■ Task requirements
Which lines mention "woman"? Show each one from the listing.

■ Input data
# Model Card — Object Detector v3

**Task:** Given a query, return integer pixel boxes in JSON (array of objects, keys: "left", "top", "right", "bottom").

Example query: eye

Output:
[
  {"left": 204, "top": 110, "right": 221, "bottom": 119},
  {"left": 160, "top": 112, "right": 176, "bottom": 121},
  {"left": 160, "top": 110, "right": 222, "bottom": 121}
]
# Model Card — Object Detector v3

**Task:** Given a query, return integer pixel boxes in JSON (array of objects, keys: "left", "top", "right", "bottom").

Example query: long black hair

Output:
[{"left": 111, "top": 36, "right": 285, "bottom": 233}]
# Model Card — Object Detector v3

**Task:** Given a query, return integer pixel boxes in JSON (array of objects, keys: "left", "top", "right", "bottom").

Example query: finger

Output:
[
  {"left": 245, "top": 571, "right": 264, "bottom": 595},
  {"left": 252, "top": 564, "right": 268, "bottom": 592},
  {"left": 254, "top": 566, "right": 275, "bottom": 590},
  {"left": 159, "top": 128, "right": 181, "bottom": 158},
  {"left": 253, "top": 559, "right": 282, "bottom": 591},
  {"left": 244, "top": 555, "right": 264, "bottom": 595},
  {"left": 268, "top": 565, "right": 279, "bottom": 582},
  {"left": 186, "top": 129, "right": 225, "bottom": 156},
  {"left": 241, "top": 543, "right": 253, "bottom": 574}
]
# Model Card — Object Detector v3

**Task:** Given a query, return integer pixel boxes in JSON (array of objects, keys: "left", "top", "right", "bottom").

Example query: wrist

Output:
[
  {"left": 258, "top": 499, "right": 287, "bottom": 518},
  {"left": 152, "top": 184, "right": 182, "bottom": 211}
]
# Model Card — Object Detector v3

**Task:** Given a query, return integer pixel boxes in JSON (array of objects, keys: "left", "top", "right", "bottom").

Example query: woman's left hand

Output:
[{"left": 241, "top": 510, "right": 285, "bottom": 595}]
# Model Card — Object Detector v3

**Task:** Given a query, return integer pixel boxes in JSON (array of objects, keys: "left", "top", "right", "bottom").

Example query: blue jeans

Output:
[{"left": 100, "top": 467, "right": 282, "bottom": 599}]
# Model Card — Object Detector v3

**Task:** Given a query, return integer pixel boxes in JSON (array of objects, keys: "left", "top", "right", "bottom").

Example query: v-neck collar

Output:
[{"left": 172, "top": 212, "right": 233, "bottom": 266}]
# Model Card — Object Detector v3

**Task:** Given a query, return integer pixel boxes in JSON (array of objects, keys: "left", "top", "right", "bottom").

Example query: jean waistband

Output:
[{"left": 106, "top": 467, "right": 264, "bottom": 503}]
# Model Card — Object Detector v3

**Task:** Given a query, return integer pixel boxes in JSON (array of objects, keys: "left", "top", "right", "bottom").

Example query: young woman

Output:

■ Solution for this problem
Example query: woman's left hand
Example query: young woman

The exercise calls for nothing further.